▶ _Supplied passage_
The
estimate is that there are between 150-200 thousand
undocumented Bolivians living in the city of São Paulo. More
than 90% of them work for small factories that are the
property of Koreans, Brazilians, and other Bolivians. They
work about 18 hours a day, and they get paid $30 cents for
each piece they sew. The places where they work, and generally
live, are dark, humid, and totally unhealthy. Many people
develop respiratory problems or tuberculosis. When the Federal
Police free enslaved Brazilians from farms in the Northeast,
those workers are free. But when the police find Bolivians in
the same situation in São Paulo, the most probable outcome is
that they are deported from Brazil. Thus, the immigrants
themselves do not want to denounce the situation.
Migration
and Slave Work
Luiz
Bassegio1
e Luciane Udovic2
Slave
labor is still common in Brazil. This practice has caused the
death of many workers due to fatigue or exhaustion in the
fields.
According to the Pastoral Service of Migrants, migrant workers
are the majority of victims of slave work. The
impunity of those responsible, the morosity of the judicial
processes, and the lack of coordination between the different
governmental departments ends up protecting people responsible
for the practice of forced labor in Brazil.
The
report “Slave Labor in Brazil in the 21st Century,”
released in September of 2006 by the International Labor
Organization (ILO), brings to light innumerable cases of slave
labor. Municipalities in the southern region of Maranhão –such
as Açailândia and Bom Jesus das Selvas- for example, are
prime exporters of migrant slave labor to the states of Pará
and Mato Grosso. Also, many of the principal exploiters of the
regime of slavery in the nation are located in the South of
the Maranhão- in large farms and coalmines.
According to the report, the majority of the laborers are
migrant workers, between ages 18 and 40 years. The greatest
portion of the migrant population is located in the state of Maranhão.
The states of Piauí and Tocantins complete the list of the
three principal exporters of migrant slave labor to the state
of Pará. Unemployment in these
regions where the migrant workers come from is a serious
problem, so people need to leave their homes and go in search
of work in distant places, such as the agricultural border
region of the Amazon, in the states of Pará and Mato Grosso.
Data
by the Ministry of Labor show that 80% of the workers found in
situations of slavery work are in the cattle farming industry.
The vast majority of the cases deal with clearing out land
after the trees have been burned, so that the land can serve
as pasture. After cattle grazing, the other industries with
high incidences of slave labor conditions are soy and cotton
plantations, making up 10% of the cases.
The
ILO report brings to light information about the quality of
life of the workers, such as in the case of Manuel do Maranhão,
who experienced the hard conditions of contemporary slave
labor:
“The
skin of Manuel turned into leather after years of Amazonian
sun and the sweat from his face. In the Southeast of Pará,
cattle are worth more than people. Manuel ends up serving the
cattle, with the job of cleaning the pasture: they have
made a watering hole for the cow to drink and for us to drink
as well.” He has worked from Sunday to Sunday, but
there is no payment, just beans, rice and a blanket to cover
himself at night. When it is time to pay the workers, the cats
(contractors of migrant laborers at the service of farmers)

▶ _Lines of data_
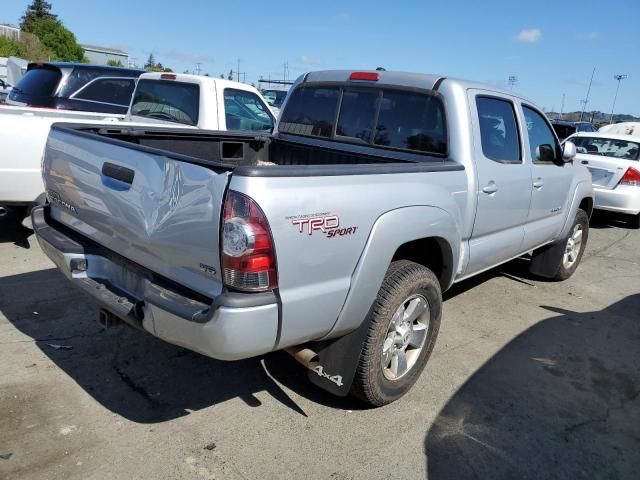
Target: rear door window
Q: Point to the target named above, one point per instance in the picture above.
(41, 82)
(245, 111)
(116, 91)
(498, 130)
(542, 141)
(167, 100)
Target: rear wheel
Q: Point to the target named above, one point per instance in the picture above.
(403, 329)
(560, 261)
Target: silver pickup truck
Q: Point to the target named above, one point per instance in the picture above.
(333, 238)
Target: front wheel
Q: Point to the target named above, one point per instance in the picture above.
(403, 328)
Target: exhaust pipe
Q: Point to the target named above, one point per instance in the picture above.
(304, 356)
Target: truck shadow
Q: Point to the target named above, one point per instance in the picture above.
(602, 219)
(130, 372)
(12, 230)
(562, 400)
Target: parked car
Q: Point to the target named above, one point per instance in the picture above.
(565, 129)
(333, 239)
(614, 163)
(179, 100)
(5, 89)
(585, 127)
(624, 128)
(75, 86)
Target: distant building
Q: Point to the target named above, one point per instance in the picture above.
(10, 31)
(102, 55)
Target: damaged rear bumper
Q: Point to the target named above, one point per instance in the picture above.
(230, 327)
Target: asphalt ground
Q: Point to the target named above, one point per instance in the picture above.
(529, 379)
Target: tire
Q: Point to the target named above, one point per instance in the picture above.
(407, 285)
(554, 262)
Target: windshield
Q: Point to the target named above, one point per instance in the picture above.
(275, 98)
(40, 81)
(607, 147)
(167, 100)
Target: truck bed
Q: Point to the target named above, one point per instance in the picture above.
(229, 150)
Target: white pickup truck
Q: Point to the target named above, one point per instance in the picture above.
(186, 101)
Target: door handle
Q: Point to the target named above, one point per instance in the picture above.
(118, 172)
(490, 188)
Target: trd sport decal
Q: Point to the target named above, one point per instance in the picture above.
(326, 223)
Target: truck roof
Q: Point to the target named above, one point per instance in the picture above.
(402, 79)
(199, 79)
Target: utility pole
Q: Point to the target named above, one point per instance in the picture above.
(619, 78)
(586, 100)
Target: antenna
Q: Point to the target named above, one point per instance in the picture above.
(586, 100)
(619, 78)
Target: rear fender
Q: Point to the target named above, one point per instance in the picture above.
(583, 190)
(339, 351)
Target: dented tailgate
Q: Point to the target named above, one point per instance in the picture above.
(156, 210)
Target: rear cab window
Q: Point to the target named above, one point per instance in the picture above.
(245, 111)
(40, 82)
(115, 91)
(380, 117)
(167, 100)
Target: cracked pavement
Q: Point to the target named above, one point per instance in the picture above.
(529, 379)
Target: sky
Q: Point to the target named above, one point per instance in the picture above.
(551, 47)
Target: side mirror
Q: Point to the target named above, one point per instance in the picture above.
(545, 153)
(568, 152)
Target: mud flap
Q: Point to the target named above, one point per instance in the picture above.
(337, 360)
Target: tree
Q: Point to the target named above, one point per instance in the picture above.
(38, 9)
(151, 62)
(59, 40)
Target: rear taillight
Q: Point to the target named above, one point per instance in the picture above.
(248, 253)
(630, 177)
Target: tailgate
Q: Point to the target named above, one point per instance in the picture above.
(154, 208)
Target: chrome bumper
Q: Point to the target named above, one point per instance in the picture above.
(230, 327)
(622, 199)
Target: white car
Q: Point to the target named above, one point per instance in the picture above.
(5, 90)
(614, 163)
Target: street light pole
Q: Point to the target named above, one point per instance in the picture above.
(619, 78)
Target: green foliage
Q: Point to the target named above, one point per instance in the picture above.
(151, 62)
(29, 47)
(152, 66)
(59, 40)
(9, 48)
(38, 9)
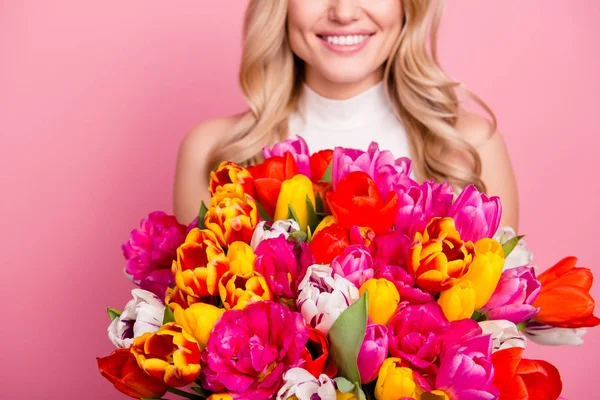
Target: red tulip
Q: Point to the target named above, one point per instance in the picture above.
(356, 202)
(328, 243)
(318, 164)
(565, 300)
(315, 355)
(521, 379)
(122, 370)
(268, 178)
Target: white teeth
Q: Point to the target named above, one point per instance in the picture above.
(346, 40)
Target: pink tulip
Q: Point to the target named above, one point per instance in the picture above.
(373, 352)
(418, 204)
(355, 264)
(380, 165)
(249, 350)
(513, 298)
(297, 147)
(390, 250)
(415, 335)
(476, 215)
(276, 261)
(466, 370)
(150, 251)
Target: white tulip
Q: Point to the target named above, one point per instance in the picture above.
(322, 297)
(300, 383)
(521, 255)
(551, 336)
(143, 313)
(277, 228)
(505, 334)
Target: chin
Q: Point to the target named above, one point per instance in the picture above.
(346, 74)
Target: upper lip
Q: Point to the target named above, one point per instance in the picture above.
(346, 33)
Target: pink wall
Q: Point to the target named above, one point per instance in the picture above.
(95, 98)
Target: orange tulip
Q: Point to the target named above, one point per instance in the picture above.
(522, 379)
(237, 291)
(200, 264)
(169, 354)
(564, 300)
(438, 257)
(177, 298)
(232, 216)
(230, 176)
(121, 369)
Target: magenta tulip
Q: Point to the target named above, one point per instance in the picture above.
(466, 370)
(415, 335)
(418, 204)
(513, 298)
(477, 216)
(249, 350)
(380, 165)
(297, 147)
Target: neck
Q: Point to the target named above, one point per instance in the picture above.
(340, 90)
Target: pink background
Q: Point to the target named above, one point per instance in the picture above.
(94, 99)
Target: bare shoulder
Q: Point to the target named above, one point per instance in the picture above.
(476, 129)
(200, 139)
(191, 172)
(496, 167)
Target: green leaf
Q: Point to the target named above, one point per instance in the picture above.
(298, 237)
(263, 214)
(510, 245)
(201, 391)
(312, 220)
(346, 336)
(201, 214)
(113, 313)
(327, 176)
(432, 396)
(478, 316)
(168, 315)
(292, 214)
(345, 386)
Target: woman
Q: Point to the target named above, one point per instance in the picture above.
(346, 72)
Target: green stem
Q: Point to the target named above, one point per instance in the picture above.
(186, 395)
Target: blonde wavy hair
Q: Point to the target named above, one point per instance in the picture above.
(423, 96)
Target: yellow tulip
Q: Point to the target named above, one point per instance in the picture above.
(293, 193)
(237, 291)
(198, 320)
(458, 302)
(442, 395)
(328, 220)
(395, 382)
(344, 396)
(485, 270)
(438, 257)
(241, 258)
(383, 299)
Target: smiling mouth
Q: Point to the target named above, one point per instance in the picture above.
(345, 40)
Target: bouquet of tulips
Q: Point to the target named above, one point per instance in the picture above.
(334, 275)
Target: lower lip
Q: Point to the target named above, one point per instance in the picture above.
(345, 49)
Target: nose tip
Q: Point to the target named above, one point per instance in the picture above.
(344, 11)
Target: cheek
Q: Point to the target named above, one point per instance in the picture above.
(387, 14)
(301, 19)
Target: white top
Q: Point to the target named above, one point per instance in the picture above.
(354, 123)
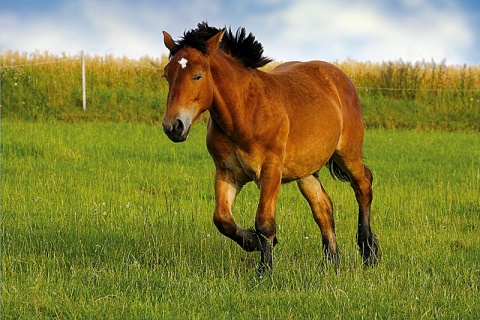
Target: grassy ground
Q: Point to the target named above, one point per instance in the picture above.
(114, 221)
(395, 95)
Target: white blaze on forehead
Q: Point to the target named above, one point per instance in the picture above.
(183, 63)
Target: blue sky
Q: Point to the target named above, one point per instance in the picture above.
(363, 30)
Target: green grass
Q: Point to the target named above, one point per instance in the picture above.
(105, 220)
(395, 95)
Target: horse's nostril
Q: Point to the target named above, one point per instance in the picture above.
(177, 127)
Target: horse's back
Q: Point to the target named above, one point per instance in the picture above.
(322, 106)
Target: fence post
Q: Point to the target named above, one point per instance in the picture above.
(84, 84)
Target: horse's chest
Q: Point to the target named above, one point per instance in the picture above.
(243, 165)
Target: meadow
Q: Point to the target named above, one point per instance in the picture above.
(395, 95)
(111, 220)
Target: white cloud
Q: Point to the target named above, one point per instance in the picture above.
(289, 30)
(366, 31)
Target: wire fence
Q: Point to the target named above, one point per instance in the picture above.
(121, 88)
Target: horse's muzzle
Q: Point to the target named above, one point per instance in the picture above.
(176, 131)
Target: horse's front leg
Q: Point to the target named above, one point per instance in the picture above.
(226, 190)
(265, 225)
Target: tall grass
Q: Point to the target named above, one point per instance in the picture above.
(423, 95)
(111, 220)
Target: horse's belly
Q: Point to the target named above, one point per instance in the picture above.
(307, 158)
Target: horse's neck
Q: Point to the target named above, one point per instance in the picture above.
(232, 82)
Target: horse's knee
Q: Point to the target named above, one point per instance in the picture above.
(368, 175)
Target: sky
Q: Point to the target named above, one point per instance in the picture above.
(330, 30)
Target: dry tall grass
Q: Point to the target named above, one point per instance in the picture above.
(39, 85)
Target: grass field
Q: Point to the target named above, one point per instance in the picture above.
(111, 220)
(394, 95)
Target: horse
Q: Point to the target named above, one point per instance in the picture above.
(270, 128)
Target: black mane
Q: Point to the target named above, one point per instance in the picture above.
(240, 46)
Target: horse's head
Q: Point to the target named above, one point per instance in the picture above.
(190, 85)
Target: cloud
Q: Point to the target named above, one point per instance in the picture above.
(289, 30)
(369, 31)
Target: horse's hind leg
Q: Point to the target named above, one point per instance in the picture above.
(361, 179)
(322, 210)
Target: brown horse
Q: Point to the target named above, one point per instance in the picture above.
(269, 128)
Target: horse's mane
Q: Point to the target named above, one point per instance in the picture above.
(242, 47)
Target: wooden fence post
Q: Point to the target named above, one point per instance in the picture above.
(84, 84)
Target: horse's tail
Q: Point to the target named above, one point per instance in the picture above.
(336, 171)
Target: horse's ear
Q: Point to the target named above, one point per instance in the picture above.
(167, 39)
(214, 42)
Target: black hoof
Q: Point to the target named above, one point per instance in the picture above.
(370, 251)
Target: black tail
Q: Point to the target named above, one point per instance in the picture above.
(336, 171)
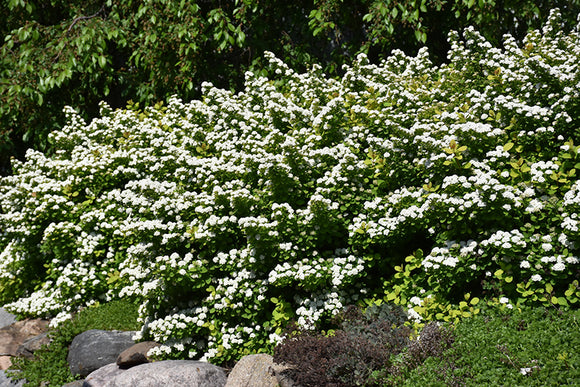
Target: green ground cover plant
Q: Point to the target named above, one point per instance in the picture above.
(49, 364)
(431, 187)
(528, 347)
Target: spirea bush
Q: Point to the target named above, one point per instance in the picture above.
(226, 217)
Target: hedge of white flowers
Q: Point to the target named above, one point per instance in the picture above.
(227, 217)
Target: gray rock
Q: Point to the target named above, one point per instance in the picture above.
(135, 355)
(258, 371)
(103, 376)
(28, 347)
(175, 373)
(6, 318)
(76, 383)
(6, 381)
(94, 349)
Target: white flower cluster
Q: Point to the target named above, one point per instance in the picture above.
(304, 190)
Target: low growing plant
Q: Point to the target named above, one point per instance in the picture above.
(528, 347)
(352, 355)
(226, 217)
(49, 366)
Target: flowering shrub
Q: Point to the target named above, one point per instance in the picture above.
(226, 217)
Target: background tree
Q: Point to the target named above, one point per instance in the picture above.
(56, 53)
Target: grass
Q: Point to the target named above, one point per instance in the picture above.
(493, 348)
(531, 347)
(50, 365)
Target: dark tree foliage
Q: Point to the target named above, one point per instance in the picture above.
(77, 53)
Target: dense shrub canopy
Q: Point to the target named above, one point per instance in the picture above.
(226, 217)
(56, 53)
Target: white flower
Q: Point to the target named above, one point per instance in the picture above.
(536, 278)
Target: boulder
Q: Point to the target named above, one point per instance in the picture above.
(76, 383)
(95, 348)
(104, 376)
(173, 373)
(258, 371)
(136, 354)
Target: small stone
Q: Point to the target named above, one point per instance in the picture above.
(5, 363)
(103, 376)
(258, 371)
(28, 347)
(173, 373)
(135, 355)
(12, 336)
(76, 383)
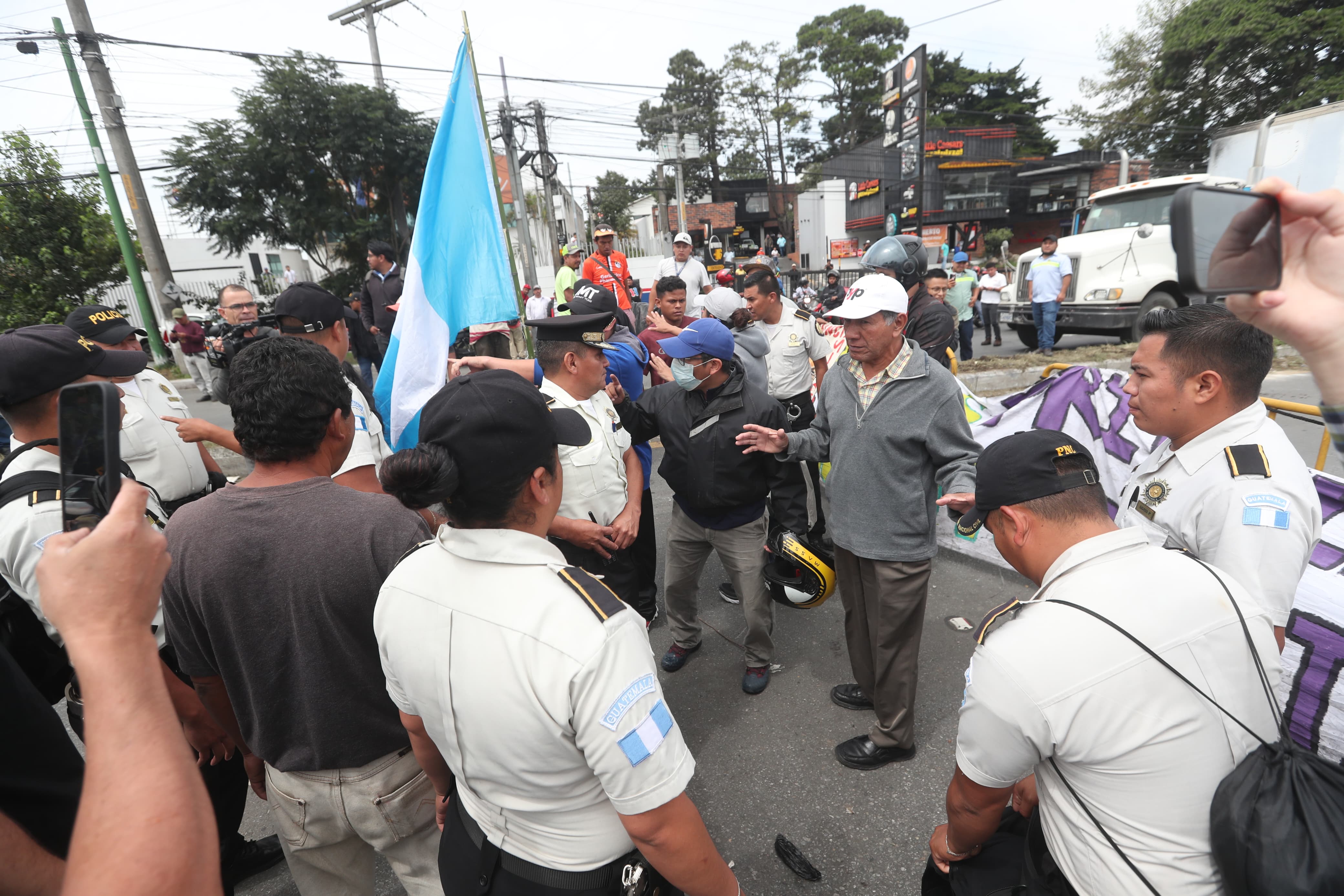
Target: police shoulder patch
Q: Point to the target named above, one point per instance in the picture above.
(1246, 460)
(600, 600)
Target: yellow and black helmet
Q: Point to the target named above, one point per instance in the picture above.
(797, 575)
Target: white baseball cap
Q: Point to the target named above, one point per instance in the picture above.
(870, 295)
(722, 301)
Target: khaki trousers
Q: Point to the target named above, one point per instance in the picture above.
(884, 620)
(742, 554)
(330, 824)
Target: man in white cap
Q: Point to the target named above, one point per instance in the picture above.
(689, 268)
(890, 422)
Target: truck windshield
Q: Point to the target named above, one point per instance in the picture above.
(1152, 207)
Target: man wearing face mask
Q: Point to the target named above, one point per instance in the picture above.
(719, 493)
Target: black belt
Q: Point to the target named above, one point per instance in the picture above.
(608, 875)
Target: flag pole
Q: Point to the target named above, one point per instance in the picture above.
(499, 195)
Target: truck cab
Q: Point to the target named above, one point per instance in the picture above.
(1123, 260)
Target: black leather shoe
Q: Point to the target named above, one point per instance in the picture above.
(851, 698)
(862, 754)
(252, 858)
(677, 658)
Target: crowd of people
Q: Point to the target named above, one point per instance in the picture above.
(441, 655)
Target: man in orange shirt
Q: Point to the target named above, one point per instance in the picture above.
(608, 268)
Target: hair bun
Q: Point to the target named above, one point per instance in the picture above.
(420, 476)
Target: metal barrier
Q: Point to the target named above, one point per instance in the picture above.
(1275, 406)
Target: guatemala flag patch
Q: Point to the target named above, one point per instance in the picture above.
(648, 735)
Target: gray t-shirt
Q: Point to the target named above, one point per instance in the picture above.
(273, 590)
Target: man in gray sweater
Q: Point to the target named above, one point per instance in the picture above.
(890, 421)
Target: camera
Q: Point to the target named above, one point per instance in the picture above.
(234, 339)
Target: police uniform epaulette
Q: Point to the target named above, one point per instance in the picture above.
(1246, 460)
(600, 600)
(992, 617)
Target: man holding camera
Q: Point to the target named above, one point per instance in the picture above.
(240, 327)
(36, 363)
(151, 447)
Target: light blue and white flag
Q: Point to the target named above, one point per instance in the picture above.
(459, 270)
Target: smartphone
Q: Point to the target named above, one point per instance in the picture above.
(90, 452)
(1226, 241)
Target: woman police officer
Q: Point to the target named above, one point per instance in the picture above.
(529, 690)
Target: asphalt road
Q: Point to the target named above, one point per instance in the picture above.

▶ _List of tasks_
**1)** Write out the passage on slave labor in Brazil word for word, from "According to the report, the" up to and including "cattle farming industry.".
**2)** Give again, unchanged, the entries from the line with "Target: smartphone" up to and including the final line of the entries.
The entries have no connection to the passage on slave labor in Brazil.

▶ _Expected outputs_
**1)**
According to the report, the majority of the laborers are
migrant workers, between ages 18 and 40 years. The greatest
portion of the migrant population is located in the state of Maranhão.
The states of Piauí and Tocantins complete the list of the
three principal exporters of migrant slave labor to the state
of Pará. Unemployment in these
regions where the migrant workers come from is a serious
problem, so people need to leave their homes and go in search
of work in distant places, such as the agricultural border
region of the Amazon, in the states of Pará and Mato Grosso.
Data
by the Ministry of Labor show that 80% of the workers found in
situations of slavery work are in the cattle farming industry.

**2)**
Target: smartphone
Q: Point to the target named above, one point per instance in the picture above.
(90, 452)
(1226, 241)
Target: woman police officer
Q: Point to the target named above, one point per instance in the picture above.
(529, 690)
Target: asphalt road
Q: Point to the target named above, one point per instance in the picture above.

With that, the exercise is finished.